Data shown
[start]
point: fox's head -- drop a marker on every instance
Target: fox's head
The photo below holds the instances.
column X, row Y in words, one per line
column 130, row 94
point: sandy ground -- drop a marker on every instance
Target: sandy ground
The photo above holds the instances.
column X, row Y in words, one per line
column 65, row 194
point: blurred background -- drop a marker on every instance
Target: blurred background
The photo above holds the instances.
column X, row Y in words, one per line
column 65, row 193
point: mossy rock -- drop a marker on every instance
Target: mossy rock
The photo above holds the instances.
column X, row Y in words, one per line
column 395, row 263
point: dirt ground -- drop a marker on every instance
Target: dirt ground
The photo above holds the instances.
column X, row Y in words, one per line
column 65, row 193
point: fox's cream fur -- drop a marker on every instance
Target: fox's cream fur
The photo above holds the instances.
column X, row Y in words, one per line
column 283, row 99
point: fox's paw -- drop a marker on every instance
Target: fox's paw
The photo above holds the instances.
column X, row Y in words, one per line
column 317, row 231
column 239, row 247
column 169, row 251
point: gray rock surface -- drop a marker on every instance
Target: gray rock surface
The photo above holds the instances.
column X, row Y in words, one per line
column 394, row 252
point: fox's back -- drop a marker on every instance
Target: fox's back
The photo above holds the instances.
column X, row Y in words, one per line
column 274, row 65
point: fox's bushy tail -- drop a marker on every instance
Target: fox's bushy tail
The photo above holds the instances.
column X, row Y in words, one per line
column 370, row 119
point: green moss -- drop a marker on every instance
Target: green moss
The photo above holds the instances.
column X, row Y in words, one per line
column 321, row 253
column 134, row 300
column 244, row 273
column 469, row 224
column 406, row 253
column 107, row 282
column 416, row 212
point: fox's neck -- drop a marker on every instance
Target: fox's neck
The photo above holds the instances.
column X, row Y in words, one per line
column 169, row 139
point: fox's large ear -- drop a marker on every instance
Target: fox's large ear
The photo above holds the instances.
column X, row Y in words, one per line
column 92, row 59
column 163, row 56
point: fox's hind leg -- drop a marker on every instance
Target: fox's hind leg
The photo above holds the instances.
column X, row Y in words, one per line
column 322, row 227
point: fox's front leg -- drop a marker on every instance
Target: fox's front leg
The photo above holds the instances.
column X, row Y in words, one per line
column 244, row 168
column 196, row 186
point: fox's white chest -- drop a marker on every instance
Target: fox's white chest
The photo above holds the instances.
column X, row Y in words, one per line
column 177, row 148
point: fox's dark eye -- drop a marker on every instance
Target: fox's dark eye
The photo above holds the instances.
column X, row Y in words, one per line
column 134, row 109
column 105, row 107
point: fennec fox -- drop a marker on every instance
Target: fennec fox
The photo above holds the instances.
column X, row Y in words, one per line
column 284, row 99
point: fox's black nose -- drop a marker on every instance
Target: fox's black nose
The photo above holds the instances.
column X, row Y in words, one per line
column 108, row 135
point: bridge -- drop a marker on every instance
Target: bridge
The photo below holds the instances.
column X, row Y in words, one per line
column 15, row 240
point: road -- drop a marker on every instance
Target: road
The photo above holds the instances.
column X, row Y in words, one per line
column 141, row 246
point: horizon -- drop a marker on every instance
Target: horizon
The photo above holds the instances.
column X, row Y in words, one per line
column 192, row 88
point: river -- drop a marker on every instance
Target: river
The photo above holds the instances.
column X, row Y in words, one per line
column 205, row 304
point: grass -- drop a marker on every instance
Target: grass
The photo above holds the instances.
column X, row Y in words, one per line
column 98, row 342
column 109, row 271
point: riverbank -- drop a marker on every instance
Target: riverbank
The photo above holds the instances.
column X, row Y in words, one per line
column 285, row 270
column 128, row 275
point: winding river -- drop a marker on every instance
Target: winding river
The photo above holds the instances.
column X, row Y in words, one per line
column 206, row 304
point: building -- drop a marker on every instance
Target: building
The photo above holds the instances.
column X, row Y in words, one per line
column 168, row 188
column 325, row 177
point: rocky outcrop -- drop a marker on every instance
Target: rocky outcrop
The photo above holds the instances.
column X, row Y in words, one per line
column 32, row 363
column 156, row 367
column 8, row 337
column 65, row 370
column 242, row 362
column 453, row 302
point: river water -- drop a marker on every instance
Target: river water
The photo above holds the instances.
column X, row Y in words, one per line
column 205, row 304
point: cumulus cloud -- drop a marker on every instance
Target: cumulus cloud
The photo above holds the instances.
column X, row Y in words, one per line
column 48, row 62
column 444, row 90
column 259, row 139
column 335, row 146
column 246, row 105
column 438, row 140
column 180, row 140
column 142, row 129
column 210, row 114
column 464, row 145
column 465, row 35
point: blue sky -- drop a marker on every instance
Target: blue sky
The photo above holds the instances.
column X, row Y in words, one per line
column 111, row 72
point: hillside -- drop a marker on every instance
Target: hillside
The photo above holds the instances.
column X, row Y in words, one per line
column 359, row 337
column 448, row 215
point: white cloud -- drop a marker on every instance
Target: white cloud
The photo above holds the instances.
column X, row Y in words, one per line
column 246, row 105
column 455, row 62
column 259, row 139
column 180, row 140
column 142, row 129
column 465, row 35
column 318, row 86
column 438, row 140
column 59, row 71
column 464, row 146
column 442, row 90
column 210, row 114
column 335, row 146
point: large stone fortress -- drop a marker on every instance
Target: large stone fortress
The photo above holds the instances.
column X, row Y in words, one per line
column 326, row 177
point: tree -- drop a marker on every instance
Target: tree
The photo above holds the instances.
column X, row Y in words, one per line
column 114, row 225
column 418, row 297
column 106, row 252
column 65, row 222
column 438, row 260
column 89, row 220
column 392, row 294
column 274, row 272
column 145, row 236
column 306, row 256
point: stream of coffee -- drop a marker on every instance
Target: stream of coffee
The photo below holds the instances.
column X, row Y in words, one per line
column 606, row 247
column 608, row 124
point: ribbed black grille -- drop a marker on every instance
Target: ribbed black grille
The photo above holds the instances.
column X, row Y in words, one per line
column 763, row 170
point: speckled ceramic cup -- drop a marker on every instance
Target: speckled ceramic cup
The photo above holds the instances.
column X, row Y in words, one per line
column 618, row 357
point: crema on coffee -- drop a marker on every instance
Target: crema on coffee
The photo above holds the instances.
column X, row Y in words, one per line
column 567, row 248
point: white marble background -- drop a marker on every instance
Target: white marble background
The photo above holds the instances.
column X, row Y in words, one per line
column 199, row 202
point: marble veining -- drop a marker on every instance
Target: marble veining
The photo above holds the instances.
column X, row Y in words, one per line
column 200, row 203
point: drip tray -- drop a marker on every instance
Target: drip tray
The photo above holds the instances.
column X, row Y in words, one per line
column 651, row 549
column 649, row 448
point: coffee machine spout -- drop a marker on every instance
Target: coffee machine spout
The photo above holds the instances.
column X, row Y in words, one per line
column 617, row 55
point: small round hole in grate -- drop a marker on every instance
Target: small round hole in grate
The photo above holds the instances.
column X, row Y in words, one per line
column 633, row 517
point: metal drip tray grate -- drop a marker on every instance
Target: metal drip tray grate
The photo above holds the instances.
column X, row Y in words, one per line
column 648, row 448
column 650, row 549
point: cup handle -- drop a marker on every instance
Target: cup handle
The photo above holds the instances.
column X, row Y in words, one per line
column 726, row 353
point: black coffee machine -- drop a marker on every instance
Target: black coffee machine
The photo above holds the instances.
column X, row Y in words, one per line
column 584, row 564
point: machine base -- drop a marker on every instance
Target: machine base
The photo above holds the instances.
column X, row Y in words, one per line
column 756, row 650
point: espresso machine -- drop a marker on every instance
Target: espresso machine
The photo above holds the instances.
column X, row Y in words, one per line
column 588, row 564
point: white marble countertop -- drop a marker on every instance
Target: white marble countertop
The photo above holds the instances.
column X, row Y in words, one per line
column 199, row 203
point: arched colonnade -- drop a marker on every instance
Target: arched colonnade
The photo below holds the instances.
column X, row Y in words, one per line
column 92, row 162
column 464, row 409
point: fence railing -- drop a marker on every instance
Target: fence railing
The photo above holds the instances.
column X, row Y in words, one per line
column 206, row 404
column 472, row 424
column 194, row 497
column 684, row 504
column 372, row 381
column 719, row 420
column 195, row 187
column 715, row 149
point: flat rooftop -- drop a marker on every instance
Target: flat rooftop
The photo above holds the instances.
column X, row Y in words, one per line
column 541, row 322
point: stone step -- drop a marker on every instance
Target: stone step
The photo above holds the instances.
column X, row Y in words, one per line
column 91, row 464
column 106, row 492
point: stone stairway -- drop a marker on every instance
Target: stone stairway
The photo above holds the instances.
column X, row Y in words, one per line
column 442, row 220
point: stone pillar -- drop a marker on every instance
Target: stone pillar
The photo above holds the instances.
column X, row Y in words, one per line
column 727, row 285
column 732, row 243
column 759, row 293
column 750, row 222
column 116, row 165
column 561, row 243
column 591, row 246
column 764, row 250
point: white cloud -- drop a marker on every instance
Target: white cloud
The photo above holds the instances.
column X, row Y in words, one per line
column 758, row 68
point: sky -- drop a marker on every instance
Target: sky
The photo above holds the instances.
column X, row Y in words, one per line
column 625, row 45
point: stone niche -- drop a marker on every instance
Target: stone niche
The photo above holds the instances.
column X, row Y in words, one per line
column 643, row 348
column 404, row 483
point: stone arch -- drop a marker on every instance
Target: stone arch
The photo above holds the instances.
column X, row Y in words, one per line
[end]
What you are asked to do
Arrange the rows above as a two-column CSV with the header columns input and output. Begin at the first row and stop after the line that contains "column 65, row 194". Give one CSV line per row, with the row's text in input and its answer in output, each field in quotes, and replace line breaks with spaces.

Solution for this exercise
input,output
"point: fox's head -- drop a marker on every instance Target: fox's head The photo below holds the instances. column X, row Y in words, one per line","column 130, row 94"
"point: sandy ground -- drop a marker on every instance Target: sandy ground The photo above holds the instances. column X, row Y in words, one per line","column 65, row 194"